Copy out the records in full, word for word, without pictures.

■ Material
────────

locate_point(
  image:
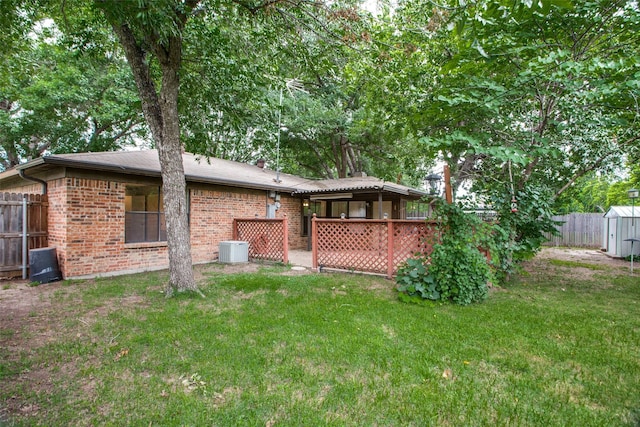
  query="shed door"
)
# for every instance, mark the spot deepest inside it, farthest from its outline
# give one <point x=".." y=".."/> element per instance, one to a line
<point x="613" y="236"/>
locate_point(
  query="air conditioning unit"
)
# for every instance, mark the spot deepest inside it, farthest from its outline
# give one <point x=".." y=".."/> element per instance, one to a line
<point x="233" y="251"/>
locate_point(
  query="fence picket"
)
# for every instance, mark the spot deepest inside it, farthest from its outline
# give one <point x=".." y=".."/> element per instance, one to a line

────────

■ Output of the exercise
locate_point(
  image:
  query="shed door"
)
# for every instance, mark the spot deepest inside it, farthest from its outline
# give one <point x=".." y=".."/> element per instance, one to a line
<point x="613" y="236"/>
locate_point(
  query="air conditioning unit"
)
# for every instance, mark the spot deepest inside it, farthest from its outline
# give one <point x=".." y=".."/> element per instance, one to a line
<point x="233" y="251"/>
locate_point(
  query="fence picket"
)
# for every instance, mark the spot deepest inside it, farthest from its outline
# give one <point x=".." y=".."/> element per instance, one to a line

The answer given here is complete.